• [WRITTEN INSTRUCTION]:
Copy the material from its first line through the line containing "107], [183, 106]]", replacing "vertex pairs" with "coordinate pairs" and leaving everything else unchanged. Give only those lines.
———
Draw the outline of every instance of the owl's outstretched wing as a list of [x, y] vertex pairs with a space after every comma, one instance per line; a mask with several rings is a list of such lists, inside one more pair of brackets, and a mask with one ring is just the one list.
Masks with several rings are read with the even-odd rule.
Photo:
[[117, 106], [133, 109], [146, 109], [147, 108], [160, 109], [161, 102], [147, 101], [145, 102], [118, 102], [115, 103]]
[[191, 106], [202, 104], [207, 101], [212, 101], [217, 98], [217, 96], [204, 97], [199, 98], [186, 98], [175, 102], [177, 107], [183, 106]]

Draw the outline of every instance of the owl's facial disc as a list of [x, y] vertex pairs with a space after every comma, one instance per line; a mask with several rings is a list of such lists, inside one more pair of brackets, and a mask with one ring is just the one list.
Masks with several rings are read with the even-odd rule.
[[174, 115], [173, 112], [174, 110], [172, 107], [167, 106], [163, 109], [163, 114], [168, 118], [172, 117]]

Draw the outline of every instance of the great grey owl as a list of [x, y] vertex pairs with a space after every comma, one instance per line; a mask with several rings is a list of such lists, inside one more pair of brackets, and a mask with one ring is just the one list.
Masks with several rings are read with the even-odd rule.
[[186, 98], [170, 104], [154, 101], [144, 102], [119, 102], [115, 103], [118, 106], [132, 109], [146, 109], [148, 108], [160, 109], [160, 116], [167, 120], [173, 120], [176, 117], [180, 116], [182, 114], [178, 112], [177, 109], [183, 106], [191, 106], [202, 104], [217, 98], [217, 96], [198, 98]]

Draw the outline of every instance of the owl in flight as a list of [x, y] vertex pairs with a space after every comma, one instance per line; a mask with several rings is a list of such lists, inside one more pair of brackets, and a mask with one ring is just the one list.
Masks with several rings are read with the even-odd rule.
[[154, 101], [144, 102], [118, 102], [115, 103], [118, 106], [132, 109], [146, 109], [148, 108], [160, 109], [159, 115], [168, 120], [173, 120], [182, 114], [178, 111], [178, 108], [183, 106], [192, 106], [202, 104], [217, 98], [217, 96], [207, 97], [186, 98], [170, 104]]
———
• [FULL ANSWER]:
Draw the outline of every instance of the owl's outstretched wing as a list of [x, y] coordinate pairs with a space after every comma, one instance per line; a mask with several rings is a list of such lists, inside one more pair of brackets, and a mask with one ring is just the one list.
Masks with several rings are read with the even-odd rule.
Photo:
[[117, 106], [133, 109], [146, 109], [147, 108], [160, 109], [161, 102], [147, 101], [145, 102], [118, 102], [115, 103]]
[[191, 106], [202, 104], [207, 101], [212, 101], [217, 98], [217, 96], [204, 97], [199, 98], [186, 98], [175, 102], [177, 107], [183, 106]]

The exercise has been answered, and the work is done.